[Entries from an annotation dataset]
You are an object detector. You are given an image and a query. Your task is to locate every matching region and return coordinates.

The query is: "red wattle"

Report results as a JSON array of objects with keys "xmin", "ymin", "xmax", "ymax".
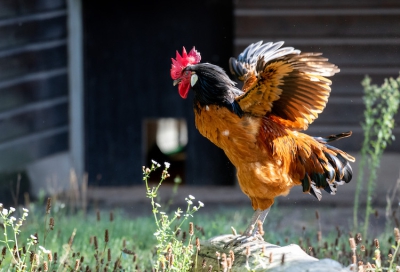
[{"xmin": 178, "ymin": 80, "xmax": 190, "ymax": 99}]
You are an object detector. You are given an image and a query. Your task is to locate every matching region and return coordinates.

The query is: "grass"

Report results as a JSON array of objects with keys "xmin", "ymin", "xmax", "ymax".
[{"xmin": 0, "ymin": 184, "xmax": 400, "ymax": 271}]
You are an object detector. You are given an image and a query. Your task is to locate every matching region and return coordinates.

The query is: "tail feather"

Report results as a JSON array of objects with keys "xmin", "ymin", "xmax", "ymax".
[{"xmin": 301, "ymin": 132, "xmax": 355, "ymax": 200}]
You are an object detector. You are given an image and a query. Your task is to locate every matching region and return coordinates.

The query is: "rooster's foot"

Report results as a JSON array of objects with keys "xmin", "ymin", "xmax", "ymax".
[{"xmin": 224, "ymin": 234, "xmax": 264, "ymax": 249}]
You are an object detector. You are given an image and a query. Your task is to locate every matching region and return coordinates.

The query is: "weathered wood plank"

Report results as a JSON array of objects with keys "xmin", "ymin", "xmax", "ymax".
[
  {"xmin": 0, "ymin": 15, "xmax": 67, "ymax": 50},
  {"xmin": 0, "ymin": 42, "xmax": 67, "ymax": 80},
  {"xmin": 0, "ymin": 0, "xmax": 65, "ymax": 18},
  {"xmin": 234, "ymin": 0, "xmax": 400, "ymax": 8},
  {"xmin": 0, "ymin": 72, "xmax": 68, "ymax": 112},
  {"xmin": 0, "ymin": 99, "xmax": 68, "ymax": 143},
  {"xmin": 0, "ymin": 127, "xmax": 68, "ymax": 171}
]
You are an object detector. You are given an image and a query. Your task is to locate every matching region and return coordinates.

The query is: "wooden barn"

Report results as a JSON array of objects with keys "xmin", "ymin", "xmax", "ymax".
[{"xmin": 0, "ymin": 0, "xmax": 400, "ymax": 200}]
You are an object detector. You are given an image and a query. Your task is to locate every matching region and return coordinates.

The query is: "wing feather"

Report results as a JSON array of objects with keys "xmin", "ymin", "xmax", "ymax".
[{"xmin": 230, "ymin": 42, "xmax": 339, "ymax": 130}]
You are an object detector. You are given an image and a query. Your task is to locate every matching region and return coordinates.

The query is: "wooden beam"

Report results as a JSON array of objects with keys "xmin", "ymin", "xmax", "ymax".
[{"xmin": 67, "ymin": 0, "xmax": 85, "ymax": 181}]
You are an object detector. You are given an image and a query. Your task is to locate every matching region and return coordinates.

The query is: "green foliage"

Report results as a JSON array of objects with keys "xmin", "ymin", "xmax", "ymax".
[
  {"xmin": 143, "ymin": 161, "xmax": 204, "ymax": 271},
  {"xmin": 353, "ymin": 74, "xmax": 400, "ymax": 237}
]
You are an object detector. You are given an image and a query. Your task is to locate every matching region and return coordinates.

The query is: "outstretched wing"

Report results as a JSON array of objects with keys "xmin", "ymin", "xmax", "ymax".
[{"xmin": 230, "ymin": 42, "xmax": 339, "ymax": 130}]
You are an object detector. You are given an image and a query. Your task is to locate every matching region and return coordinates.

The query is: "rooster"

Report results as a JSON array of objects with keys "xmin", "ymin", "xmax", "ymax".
[{"xmin": 170, "ymin": 41, "xmax": 355, "ymax": 246}]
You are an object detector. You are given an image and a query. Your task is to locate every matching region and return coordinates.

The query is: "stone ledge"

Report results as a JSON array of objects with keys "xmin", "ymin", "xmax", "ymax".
[{"xmin": 192, "ymin": 234, "xmax": 351, "ymax": 272}]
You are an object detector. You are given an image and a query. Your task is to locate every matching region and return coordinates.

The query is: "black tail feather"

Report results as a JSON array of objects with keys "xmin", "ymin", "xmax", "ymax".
[{"xmin": 301, "ymin": 132, "xmax": 354, "ymax": 200}]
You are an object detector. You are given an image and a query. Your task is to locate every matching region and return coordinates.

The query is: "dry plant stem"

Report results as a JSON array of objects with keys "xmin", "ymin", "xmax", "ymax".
[
  {"xmin": 353, "ymin": 77, "xmax": 400, "ymax": 237},
  {"xmin": 389, "ymin": 236, "xmax": 400, "ymax": 271}
]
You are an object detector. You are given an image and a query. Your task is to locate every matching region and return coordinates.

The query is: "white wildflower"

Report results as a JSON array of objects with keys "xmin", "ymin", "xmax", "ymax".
[{"xmin": 39, "ymin": 246, "xmax": 51, "ymax": 254}]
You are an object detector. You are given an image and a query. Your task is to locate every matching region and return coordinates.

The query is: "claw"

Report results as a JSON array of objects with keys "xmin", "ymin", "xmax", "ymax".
[{"xmin": 224, "ymin": 234, "xmax": 264, "ymax": 249}]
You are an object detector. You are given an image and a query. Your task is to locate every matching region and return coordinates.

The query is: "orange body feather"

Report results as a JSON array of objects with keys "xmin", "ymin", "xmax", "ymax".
[
  {"xmin": 195, "ymin": 102, "xmax": 346, "ymax": 210},
  {"xmin": 171, "ymin": 42, "xmax": 354, "ymax": 220}
]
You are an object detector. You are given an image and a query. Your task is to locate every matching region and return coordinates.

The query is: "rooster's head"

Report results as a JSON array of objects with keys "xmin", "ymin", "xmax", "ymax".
[{"xmin": 171, "ymin": 47, "xmax": 201, "ymax": 98}]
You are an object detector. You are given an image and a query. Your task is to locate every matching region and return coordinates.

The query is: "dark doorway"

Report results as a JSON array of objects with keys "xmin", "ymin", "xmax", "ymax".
[{"xmin": 82, "ymin": 0, "xmax": 234, "ymax": 185}]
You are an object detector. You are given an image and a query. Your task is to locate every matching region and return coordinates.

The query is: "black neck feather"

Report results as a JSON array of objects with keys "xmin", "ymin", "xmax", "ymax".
[{"xmin": 187, "ymin": 63, "xmax": 243, "ymax": 117}]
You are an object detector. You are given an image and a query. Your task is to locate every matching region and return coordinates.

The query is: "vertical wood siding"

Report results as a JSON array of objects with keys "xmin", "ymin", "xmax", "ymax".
[{"xmin": 0, "ymin": 0, "xmax": 68, "ymax": 171}]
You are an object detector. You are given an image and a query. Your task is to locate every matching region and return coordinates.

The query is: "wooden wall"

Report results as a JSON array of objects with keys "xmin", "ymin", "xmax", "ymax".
[
  {"xmin": 0, "ymin": 0, "xmax": 68, "ymax": 171},
  {"xmin": 234, "ymin": 0, "xmax": 400, "ymax": 152},
  {"xmin": 82, "ymin": 0, "xmax": 234, "ymax": 186}
]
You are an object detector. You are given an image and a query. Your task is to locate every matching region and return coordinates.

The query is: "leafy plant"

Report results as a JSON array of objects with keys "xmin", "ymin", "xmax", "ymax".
[
  {"xmin": 143, "ymin": 161, "xmax": 204, "ymax": 271},
  {"xmin": 353, "ymin": 76, "xmax": 400, "ymax": 237}
]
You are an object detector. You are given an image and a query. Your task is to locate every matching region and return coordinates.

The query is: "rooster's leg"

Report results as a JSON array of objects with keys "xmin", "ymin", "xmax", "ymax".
[{"xmin": 224, "ymin": 208, "xmax": 271, "ymax": 248}]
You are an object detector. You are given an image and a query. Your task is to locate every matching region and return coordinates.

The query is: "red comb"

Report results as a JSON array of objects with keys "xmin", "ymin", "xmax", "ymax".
[{"xmin": 171, "ymin": 47, "xmax": 201, "ymax": 79}]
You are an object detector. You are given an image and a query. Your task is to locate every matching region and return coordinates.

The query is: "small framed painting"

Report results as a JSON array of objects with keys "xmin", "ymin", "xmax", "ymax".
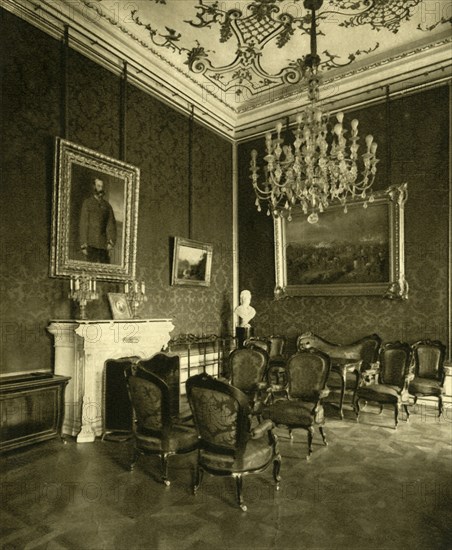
[
  {"xmin": 275, "ymin": 184, "xmax": 408, "ymax": 299},
  {"xmin": 108, "ymin": 292, "xmax": 132, "ymax": 320},
  {"xmin": 171, "ymin": 237, "xmax": 213, "ymax": 286}
]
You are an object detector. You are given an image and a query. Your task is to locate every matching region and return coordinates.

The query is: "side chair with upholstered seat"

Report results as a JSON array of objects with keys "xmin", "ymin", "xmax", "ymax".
[
  {"xmin": 262, "ymin": 349, "xmax": 331, "ymax": 460},
  {"xmin": 297, "ymin": 332, "xmax": 381, "ymax": 418},
  {"xmin": 124, "ymin": 361, "xmax": 198, "ymax": 486},
  {"xmin": 408, "ymin": 340, "xmax": 446, "ymax": 416},
  {"xmin": 229, "ymin": 346, "xmax": 269, "ymax": 412},
  {"xmin": 186, "ymin": 373, "xmax": 281, "ymax": 511},
  {"xmin": 353, "ymin": 342, "xmax": 412, "ymax": 429}
]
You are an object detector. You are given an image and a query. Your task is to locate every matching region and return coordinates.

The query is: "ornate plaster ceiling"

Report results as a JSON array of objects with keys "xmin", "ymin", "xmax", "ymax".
[{"xmin": 4, "ymin": 0, "xmax": 452, "ymax": 137}]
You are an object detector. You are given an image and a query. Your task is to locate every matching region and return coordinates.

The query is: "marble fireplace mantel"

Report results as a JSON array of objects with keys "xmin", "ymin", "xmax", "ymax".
[{"xmin": 47, "ymin": 319, "xmax": 174, "ymax": 443}]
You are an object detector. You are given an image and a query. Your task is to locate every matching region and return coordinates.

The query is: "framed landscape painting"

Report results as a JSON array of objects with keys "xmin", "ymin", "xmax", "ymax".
[
  {"xmin": 275, "ymin": 184, "xmax": 408, "ymax": 298},
  {"xmin": 171, "ymin": 237, "xmax": 213, "ymax": 286}
]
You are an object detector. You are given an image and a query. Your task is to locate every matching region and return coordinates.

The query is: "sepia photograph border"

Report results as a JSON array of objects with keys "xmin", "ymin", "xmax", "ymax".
[
  {"xmin": 50, "ymin": 137, "xmax": 140, "ymax": 281},
  {"xmin": 274, "ymin": 183, "xmax": 408, "ymax": 299},
  {"xmin": 171, "ymin": 237, "xmax": 213, "ymax": 286}
]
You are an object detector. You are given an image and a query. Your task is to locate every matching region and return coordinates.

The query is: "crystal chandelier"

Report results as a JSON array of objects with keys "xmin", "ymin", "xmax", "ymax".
[{"xmin": 250, "ymin": 0, "xmax": 378, "ymax": 223}]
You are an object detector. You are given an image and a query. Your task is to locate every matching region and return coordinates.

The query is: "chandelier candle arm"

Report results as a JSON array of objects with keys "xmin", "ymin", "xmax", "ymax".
[{"xmin": 250, "ymin": 0, "xmax": 378, "ymax": 223}]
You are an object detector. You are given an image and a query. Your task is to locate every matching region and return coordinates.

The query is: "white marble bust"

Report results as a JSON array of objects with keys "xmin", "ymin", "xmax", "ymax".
[{"xmin": 234, "ymin": 290, "xmax": 256, "ymax": 327}]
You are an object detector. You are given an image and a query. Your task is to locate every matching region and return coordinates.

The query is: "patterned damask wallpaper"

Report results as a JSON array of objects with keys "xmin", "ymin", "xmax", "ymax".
[
  {"xmin": 239, "ymin": 86, "xmax": 449, "ymax": 356},
  {"xmin": 0, "ymin": 11, "xmax": 232, "ymax": 378}
]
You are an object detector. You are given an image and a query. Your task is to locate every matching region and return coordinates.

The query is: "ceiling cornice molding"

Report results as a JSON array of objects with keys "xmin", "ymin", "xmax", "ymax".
[
  {"xmin": 0, "ymin": 0, "xmax": 452, "ymax": 141},
  {"xmin": 0, "ymin": 0, "xmax": 236, "ymax": 140},
  {"xmin": 235, "ymin": 38, "xmax": 452, "ymax": 141}
]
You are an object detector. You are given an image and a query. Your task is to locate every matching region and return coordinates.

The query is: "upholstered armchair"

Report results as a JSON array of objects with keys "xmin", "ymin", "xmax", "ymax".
[
  {"xmin": 262, "ymin": 349, "xmax": 331, "ymax": 460},
  {"xmin": 408, "ymin": 340, "xmax": 446, "ymax": 416},
  {"xmin": 243, "ymin": 336, "xmax": 287, "ymax": 389},
  {"xmin": 229, "ymin": 346, "xmax": 268, "ymax": 410},
  {"xmin": 186, "ymin": 374, "xmax": 281, "ymax": 511},
  {"xmin": 353, "ymin": 342, "xmax": 412, "ymax": 429},
  {"xmin": 125, "ymin": 362, "xmax": 198, "ymax": 486},
  {"xmin": 297, "ymin": 332, "xmax": 381, "ymax": 418}
]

WRITTEN PROBLEM: How many lines of the material contain the string "tail"? Case counts; reply with the number alone.

EXERCISE ANSWER: 2